Task to complete >> All of the data needs to be repeated exactly.

=== Record list ===

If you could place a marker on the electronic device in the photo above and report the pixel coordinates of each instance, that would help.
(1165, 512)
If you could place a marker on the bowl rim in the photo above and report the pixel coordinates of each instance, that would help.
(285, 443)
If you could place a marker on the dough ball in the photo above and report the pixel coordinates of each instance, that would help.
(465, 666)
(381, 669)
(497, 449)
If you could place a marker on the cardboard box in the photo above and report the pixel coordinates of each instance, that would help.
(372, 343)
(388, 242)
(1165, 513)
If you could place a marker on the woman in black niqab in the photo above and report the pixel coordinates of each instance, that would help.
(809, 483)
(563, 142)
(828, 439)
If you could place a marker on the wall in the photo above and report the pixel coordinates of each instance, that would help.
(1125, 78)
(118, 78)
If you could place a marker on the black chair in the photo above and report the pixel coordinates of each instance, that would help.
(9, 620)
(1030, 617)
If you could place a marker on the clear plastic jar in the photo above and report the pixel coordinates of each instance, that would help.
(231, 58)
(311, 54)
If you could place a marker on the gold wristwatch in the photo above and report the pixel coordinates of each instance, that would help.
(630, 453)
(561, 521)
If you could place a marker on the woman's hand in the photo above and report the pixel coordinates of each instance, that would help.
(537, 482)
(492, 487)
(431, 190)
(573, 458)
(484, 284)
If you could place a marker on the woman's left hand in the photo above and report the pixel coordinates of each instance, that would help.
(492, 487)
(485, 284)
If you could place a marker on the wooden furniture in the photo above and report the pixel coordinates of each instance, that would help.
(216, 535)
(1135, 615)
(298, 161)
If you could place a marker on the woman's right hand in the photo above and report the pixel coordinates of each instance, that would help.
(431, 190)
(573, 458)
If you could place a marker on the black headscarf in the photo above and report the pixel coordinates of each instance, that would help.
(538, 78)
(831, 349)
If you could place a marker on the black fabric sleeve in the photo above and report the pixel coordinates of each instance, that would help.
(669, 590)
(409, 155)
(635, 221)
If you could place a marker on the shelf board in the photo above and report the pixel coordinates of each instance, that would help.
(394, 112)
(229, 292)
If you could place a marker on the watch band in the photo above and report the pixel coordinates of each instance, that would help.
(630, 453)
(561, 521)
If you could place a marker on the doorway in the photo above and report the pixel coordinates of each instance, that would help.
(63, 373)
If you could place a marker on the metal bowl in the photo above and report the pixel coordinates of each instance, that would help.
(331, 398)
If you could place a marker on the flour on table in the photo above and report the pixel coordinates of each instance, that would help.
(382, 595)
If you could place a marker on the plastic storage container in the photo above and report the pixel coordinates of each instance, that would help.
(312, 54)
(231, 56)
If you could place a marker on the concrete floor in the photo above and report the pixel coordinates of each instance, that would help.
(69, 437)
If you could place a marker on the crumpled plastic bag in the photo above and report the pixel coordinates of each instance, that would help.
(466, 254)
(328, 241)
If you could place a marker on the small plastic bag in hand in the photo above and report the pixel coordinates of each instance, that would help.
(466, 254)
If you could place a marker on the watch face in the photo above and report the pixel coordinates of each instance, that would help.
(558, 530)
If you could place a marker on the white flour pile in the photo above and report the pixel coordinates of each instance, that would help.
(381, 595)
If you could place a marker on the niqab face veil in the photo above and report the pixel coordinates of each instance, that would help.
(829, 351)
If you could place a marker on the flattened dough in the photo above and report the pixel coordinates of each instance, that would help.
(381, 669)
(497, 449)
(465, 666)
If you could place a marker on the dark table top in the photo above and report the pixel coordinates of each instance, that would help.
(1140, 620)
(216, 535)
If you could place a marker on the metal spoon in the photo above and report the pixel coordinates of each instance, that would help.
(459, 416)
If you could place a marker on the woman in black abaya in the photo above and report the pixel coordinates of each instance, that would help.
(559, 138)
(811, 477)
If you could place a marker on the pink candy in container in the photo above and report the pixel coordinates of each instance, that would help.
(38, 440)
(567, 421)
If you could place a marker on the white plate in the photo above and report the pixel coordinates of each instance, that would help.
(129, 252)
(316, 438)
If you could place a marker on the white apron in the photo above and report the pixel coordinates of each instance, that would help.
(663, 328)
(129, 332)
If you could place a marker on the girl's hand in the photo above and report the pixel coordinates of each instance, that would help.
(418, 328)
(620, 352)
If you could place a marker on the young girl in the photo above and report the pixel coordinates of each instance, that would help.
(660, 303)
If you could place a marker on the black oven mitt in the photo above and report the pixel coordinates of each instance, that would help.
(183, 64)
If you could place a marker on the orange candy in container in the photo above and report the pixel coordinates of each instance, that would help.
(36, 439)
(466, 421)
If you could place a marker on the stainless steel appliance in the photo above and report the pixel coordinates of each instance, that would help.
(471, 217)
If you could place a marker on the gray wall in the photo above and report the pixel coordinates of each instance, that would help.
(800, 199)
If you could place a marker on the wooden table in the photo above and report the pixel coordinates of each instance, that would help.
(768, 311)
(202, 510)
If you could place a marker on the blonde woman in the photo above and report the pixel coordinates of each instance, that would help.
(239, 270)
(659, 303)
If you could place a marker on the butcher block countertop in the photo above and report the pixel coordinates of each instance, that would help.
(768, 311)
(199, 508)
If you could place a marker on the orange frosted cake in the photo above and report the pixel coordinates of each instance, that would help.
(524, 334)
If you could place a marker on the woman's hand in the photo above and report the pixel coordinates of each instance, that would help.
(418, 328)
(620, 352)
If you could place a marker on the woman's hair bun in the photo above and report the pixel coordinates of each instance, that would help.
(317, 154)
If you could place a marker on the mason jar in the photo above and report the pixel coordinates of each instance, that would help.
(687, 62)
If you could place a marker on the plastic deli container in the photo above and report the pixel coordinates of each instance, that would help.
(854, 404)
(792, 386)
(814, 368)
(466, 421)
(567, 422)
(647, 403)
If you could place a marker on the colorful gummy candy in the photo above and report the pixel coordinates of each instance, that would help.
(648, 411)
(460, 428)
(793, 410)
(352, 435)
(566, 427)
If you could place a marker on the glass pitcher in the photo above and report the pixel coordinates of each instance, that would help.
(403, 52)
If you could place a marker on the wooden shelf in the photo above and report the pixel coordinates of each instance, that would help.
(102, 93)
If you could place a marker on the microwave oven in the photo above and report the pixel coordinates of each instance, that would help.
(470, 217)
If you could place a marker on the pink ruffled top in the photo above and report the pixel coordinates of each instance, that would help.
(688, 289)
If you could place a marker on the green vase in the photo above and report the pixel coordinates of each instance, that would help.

===

Response >>
If you could place a marker on the electronic device in the photo above and report the pixel coordinates of each instance, that would help.
(1165, 512)
If you could place a marker on the bowl rim in the photo above and report the pixel coordinates of each instance, that would help.
(285, 443)
If you could place a marker on the dough ball in the photo above and report the pixel coordinates of each instance, that would help.
(465, 666)
(381, 669)
(497, 449)
If you could place a marker on the cardboard box in the photo above and report the pixel coordinates of each instance, that would help.
(372, 343)
(388, 242)
(1165, 513)
If you could place a marker on the woman in black niqab in the photo above and report the pixel coordinates of each instance, that would help.
(809, 483)
(563, 142)
(828, 439)
If you could place a marker on the wall in the photo above and report the pixel coordinates of each instance, that would help.
(1125, 78)
(118, 78)
If you could place a marker on the black chair in the photo above and report the pixel coordinates of each instance, that would help.
(9, 620)
(1030, 617)
If you could place a marker on the clear plastic jar in the photo above and report the pixel coordinates of each instance, that would help.
(231, 58)
(311, 54)
If you could place a marker on the gold wristwatch in the photo above and report the pixel coordinates of each instance, that would help.
(630, 453)
(561, 521)
If you could place a marker on the woman's hand in the photo above and report the pixel coordinates of each instance, that would help.
(537, 482)
(492, 487)
(431, 190)
(573, 458)
(484, 284)
If you could place a marker on the woman's left hand in the photo above and report the pixel coordinates of each instance, that would help.
(492, 487)
(485, 284)
If you could place a marker on the wooden furniture in the photo above and report the pixel coordinates of each instance, that would help.
(216, 535)
(1135, 615)
(298, 161)
If you could place a marker on the woman's right hand in the photo above and report the pixel coordinates of each instance, that would help.
(431, 190)
(573, 458)
If you could place a marker on the black headscarf in the photo above and report the pixel coordinates of each instance, that would help.
(538, 78)
(831, 349)
If you could place a marker on the black fabric sleeve in the photo above and report the pixel coordinates of each instance, that would help.
(669, 590)
(409, 155)
(635, 221)
If you could place a marker on the shelf board in the photo above and report the pixel coordinates of each instance, that would help.
(394, 112)
(229, 292)
If you could place a marker on the watch band in the photo above and report the pixel coordinates of each instance, that would help.
(630, 453)
(561, 521)
If you could place a marker on the doorway in the photo above and report the pixel coordinates of each instance, that would help.
(63, 373)
If you could place a marker on the metal bowl in the photo above and report the pixel coordinates of each instance, that would help.
(331, 398)
If you could place a marker on the flour on table in the photo above and report the pixel coordinates of each instance, that would help.
(382, 595)
If you could place a marker on the plastic storage container in the photo above and report the pixel coordinates of each instance, that would help.
(312, 54)
(231, 56)
If you could place a marker on the concrete floor in the photo above and report the pixel coordinates of each instance, that would help.
(69, 437)
If you could place a marker on the crumpled plastic bag in the photo above and report the pixel coordinates of each instance, that would help.
(466, 254)
(328, 241)
If you could place a marker on the small plastic bag in hand in the photo above and report the pixel coordinates of each instance, that would help.
(466, 254)
If you could place a marker on the watch face in the photo above and report the pixel coordinates of each instance, that would help.
(558, 530)
If you could place a marker on the white flour pile in the photo above and report the pixel coordinates of each instance, that would help.
(381, 595)
If you could place a marker on the niqab face veil in the photo above and report the pixel coordinates of each instance, that would help.
(829, 351)
If you could place a marker on the flattened dough in the photo above and report the pixel coordinates of each instance, that would help.
(381, 669)
(497, 449)
(465, 666)
If you could place a marker on the dark table top in the photo above and report the pixel coordinates of each instance, that would help.
(1140, 620)
(216, 535)
If you could place a marker on the metal spoon in the photo above and report the pixel coordinates of each instance, that would help.
(459, 416)
If you could place a marker on the woman in black abaya in the photo above and report the pixel coordinates of each instance, that would help.
(559, 138)
(811, 477)
If you could place a marker on the pink candy in container in the photo above and report the pixel coordinates of each instance, that would help.
(38, 440)
(567, 421)
If you could place a marker on the white plate in the photo above and report the pixel coordinates of each instance, that would help.
(129, 252)
(316, 438)
If you could place a marker on the white apron in the photo above and report the pixel coordinates of each instance, that would help.
(663, 328)
(129, 332)
If you could place a marker on the girl's hand in the photo above and report the pixel coordinates of each instance, that would help.
(418, 328)
(620, 352)
If you could place a marker on the young girl in the photo above and report the pixel coordinates of each instance, that would help.
(660, 303)
If you could place a marker on the black oven mitt in the photo above and report the pixel coordinates of each instance, that would help.
(183, 64)
If you could place a marker on the orange candy in container in the photo above and report the pixel coordinates of each instance, that would help.
(36, 439)
(466, 421)
If you could place a marker on the stainless steel appliance in the photo above and report the pixel coordinates of each instance, that would help.
(471, 217)
If you could place a marker on the gray wall in the photo above and report the pixel coordinates of each instance, that would help.
(800, 199)
If you could place a marker on the wooden table in the photo above and report the pixel coordinates of each instance, that would help.
(768, 311)
(202, 510)
If you could place a marker on the blonde woman in the photo above and report the pixel coordinates of each instance, that would help.
(239, 270)
(659, 303)
If you could place a marker on the butcher block countertop in the photo above and report the pixel coordinates of each instance, that would help.
(768, 311)
(199, 508)
If you could place a marker on the orange frosted cake in the photo above and report the pixel coordinates of each instance, that would help.
(524, 334)
If you could place a marker on the woman's hand in the photo above and report the pixel coordinates of each instance, that would help.
(418, 328)
(620, 352)
If you could place a marker on the woman's hair bun in the photo above and report the pixel coordinates of each instance, that would help.
(317, 154)
If you could place a marker on the mason jar in the photo above and report the pixel coordinates of each instance, that would help.
(687, 62)
If you could place a marker on the plastic deli container in the photo above and report the pixel coordinates of each instance, that would help.
(854, 404)
(792, 386)
(814, 368)
(466, 421)
(567, 422)
(647, 403)
If you could place a marker on the colorful gummy candy in the photo above and report the pixel coordinates of each instance, that would help.
(648, 411)
(460, 428)
(793, 410)
(352, 435)
(566, 427)
If you could place a marker on the glass pitcher in the photo above and report the pixel coordinates of each instance, that would help.
(403, 52)
If you could place a marker on the wooden shelf in the photo above and report the pixel coordinates of each instance, that would help.
(102, 93)
If you could place a marker on the microwave oven in the photo above and report the pixel coordinates of each instance, that would help.
(470, 217)
If you could place a marker on the pink ruffled top in the photo above and report the pixel coordinates of each instance, that would help.
(688, 289)
If you could place a marker on the green vase in the photo above and report the pixel coordinates of each instance, that would help.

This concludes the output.